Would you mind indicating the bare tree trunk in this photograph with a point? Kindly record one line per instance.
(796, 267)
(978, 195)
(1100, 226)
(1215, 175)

☆ ☆ ☆ ☆ ☆ ☆ ☆

Please resize the records above by writing all their lines again, requests included, with every coordinate in the answers multiplied by 2 and rounded to a whole number, halves rounded up.

Would you mind indicating the bare tree trunk in this photograph with a point? Kindly record one line per instance.
(1592, 534)
(1956, 390)
(2200, 452)
(2430, 350)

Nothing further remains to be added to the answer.